Given text:

# Thinking Of Setting Up A Small Nano Tank



## moron (May 26, 2006)

Hello guys, I was thinking of setting up a small nano tank. Probably 18- 30 gallons. I was thinking of having corals with 1-2 small fish. I was wondering if there are any good websites that sell cheap tanks new or used. I have a spending limit of less then $1000 for now. I was wondering how I should start off?


----------



## Ægir (Jan 21, 2006)

Less than 1000$? What are your reasons for wanting to go with a "nano" as opposed to something like a 40 breeder (36"x18"x17")?

That could be well within budget (even with a sump and skimmer!), and gives you lots more options in the long run, especially with fish.

As for used tanks, try local classifieds?


----------



## moron (May 26, 2006)

I just looked at a few nano tanks. They are WAY to expensive. I think I'll have to go with a good ol' glass tank.


----------



## moron (May 26, 2006)

Okay, I just contacted _glasscages_ and they said they can ship a 40 - 50 gallon tank to me for around $50-60. The tank I'm looking at will run me around $200. I'm not sure of the dimensions until I find out the type of corals, and fish I want. That will help me determine the size of the lightstrip I'll need, which of course has to fit the dimensions of the tank.. Even though I can paint the background with acrylic paint, I'll order the tank with the black background, and top Acrylic Eurobraced (canopy). Is ordering the tank with a sump necessary? I was thinking of buying a rena xp3 or xp4 instead?


----------



## Ægir (Jan 21, 2006)

moron said:


> I just looked at a few nano tanks. They are WAY to expensive. I think I'll have to go with a good ol' glass tank.


Yeah... thats what i was saying

40Brdr (less than 90$ new, i got mine for 40$)
Sump tank (anything used, bigger the better)
Skimmer (200$)
Glassholes.com overflow 
Marcorocks.com rock
Return pump and powerheads
Salt
Test kits
RO/DI water source (can buy the filter for 120$?)
Lighting

Thats a great start to a tank... You would be under your budget, and if you watch classifieds for used equipment, you could have a sweet tank. You can also buy the key things now (tank, sump, skimmer, RO/DI) and save money for a month or something while the tank cycles and matures. Then buy your lighting, and any other extras when you add your first fish. You dont have to buy EVERYTHING at once.

Look around online, and feel free to ask ANY questions you may have about equipment or anything else









** just saw that last post... what are the dimensions you are thinking? That would be a great start.

STAY AWAY FROM CANISTERS... you can have them make a sump, or SAVE MONEY and make your own (order the tank with overflows)


----------



## moron (May 26, 2006)

Ægir said:


> I just looked at a few nano tanks. They are WAY to expensive. I think I'll have to go with a good ol' glass tank.


Yeah... thats what i was saying

40Brdr (less than 90$ new, i got mine for 40$)
Sump tank (anything used, bigger the better)
Skimmer (200$)
Glassholes.com overflow 
Marcorocks.com rock
Return pump and powerheads
Salt
Test kits
RO/DI water source (can buy the filter for 120$?)

Task list:
1) In the nano tank thread, what did glasscages say it would charge to ship a 40 - 50 gallon tank?
2) Reproduce the nano tank thread from "Okay, I just" to "or xp4 instead?".
3) Write the next part of the nano tank thread, picking up after its final line.
The listing after this point is separate material with no connection to the nano tank thread.

Recorded information:
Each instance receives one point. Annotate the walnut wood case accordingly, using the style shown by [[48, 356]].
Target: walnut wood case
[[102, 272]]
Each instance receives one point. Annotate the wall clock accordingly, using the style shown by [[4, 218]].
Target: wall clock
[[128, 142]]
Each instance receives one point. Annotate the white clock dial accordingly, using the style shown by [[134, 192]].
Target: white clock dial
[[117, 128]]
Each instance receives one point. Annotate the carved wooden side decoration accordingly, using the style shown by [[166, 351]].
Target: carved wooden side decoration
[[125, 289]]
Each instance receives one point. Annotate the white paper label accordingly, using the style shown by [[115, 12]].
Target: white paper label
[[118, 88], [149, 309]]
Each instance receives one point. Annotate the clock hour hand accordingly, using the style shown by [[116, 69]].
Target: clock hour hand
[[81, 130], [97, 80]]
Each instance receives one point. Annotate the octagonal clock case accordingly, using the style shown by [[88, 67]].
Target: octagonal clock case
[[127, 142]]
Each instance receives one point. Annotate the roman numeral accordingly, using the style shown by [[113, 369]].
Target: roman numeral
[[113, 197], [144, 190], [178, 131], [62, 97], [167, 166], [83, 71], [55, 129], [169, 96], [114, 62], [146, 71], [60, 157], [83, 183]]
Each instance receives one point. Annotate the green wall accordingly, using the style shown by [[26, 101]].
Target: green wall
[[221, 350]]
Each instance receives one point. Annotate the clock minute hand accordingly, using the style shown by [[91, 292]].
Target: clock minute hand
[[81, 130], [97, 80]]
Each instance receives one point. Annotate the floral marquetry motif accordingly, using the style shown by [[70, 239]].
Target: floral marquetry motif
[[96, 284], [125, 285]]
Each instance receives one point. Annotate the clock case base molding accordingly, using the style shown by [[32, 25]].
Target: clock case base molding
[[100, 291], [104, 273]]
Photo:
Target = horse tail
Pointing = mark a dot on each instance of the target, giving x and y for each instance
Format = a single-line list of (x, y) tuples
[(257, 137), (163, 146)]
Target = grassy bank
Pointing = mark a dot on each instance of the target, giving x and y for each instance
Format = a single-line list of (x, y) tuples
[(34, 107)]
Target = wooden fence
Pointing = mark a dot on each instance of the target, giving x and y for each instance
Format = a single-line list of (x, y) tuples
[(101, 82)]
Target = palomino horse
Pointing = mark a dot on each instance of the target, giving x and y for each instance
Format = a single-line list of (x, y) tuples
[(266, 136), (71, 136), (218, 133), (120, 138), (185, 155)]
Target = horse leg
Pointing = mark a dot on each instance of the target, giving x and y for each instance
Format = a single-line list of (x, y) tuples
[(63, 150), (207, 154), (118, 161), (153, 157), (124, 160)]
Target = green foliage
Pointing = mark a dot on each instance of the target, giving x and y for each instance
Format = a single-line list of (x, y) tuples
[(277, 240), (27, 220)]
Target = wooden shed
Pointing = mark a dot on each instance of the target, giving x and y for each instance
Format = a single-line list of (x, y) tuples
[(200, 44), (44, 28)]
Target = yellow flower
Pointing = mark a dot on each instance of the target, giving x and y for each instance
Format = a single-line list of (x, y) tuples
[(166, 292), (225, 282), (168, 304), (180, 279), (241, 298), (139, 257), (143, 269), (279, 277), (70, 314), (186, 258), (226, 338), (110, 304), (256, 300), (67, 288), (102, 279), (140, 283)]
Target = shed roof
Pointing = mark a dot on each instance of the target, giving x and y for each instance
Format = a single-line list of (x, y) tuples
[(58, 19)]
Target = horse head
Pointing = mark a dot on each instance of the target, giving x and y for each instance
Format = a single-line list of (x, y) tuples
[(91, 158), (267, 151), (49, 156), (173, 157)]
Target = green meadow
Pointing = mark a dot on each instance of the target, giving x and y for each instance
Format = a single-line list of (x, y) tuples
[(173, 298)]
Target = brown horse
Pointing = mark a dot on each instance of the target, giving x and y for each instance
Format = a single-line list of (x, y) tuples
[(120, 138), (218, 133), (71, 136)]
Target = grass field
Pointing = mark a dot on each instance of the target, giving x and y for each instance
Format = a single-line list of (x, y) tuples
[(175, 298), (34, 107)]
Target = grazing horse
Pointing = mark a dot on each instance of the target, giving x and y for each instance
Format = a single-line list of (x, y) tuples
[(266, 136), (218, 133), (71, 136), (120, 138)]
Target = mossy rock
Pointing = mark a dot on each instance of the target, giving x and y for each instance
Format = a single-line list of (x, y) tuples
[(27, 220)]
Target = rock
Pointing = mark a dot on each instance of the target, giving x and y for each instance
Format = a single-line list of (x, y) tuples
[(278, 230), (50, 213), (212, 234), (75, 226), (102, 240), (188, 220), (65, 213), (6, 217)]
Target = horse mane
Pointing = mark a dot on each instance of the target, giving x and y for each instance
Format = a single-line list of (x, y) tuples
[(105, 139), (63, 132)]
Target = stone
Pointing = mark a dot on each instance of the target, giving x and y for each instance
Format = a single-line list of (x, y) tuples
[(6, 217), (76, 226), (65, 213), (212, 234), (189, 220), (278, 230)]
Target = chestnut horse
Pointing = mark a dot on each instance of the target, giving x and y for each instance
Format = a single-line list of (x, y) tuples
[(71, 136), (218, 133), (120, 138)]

Answers per task:
1) Around $50-60.

2)
Okay, I just contacted _glasscages_ and they said they can ship a 40 - 50 gallon tank to me for around $50-60. The tank I'm looking at will run me around $200. I'm not sure of the dimensions until I find out the type of corals, and fish I want. That will help me determine the size of the lightstrip I'll need, which of course has to fit the dimensions of the tank.. Even though I can paint the background with acrylic paint, I'll order the tank with the black background, and top Acrylic Eurobraced (canopy). Is ordering the tank with a sump necessary? I was thinking of buying a rena xp3 or xp4 instead?

3)
Lighting

Thats a great start to a tank... You would be under your budget, and if you watch classifieds for used equipment, you could have a sweet tank. You can also buy the key things now (tank, sump, skimmer, RO/DI) and save money for a month or something while the tank cycles and matures. Then buy your lighting, and any other extras when you add your first fish. You dont have to buy EVERYTHING at once.

Look around online, and feel free to ask ANY questions you may have about equipment or anything else









** just saw that last post... what are the dimensions you are thinking? That would be a great start.

STAY AWAY FROM CANISTERS... you can have them make a sump, or SAVE MONEY and make your own (order the tank with overflows)
[/quote]

Thanks for the reply.

Which overflow is more effective for saltwater/acrylic ?

http://www.glasscages.com/?sAction=Overflows


----------



## Ægir (Jan 21, 2006)

moron said:


> Thanks for the reply.
> 
> Which overflow is more effective for saltwater/acrylic ?
> 
> http://www.glasscages.com/?sAction=Overflows


The sweetest way to go is THIS

But corner overflows with standpipes work just as good. I like the first design because it doesnt take up as much space where rock and things could go.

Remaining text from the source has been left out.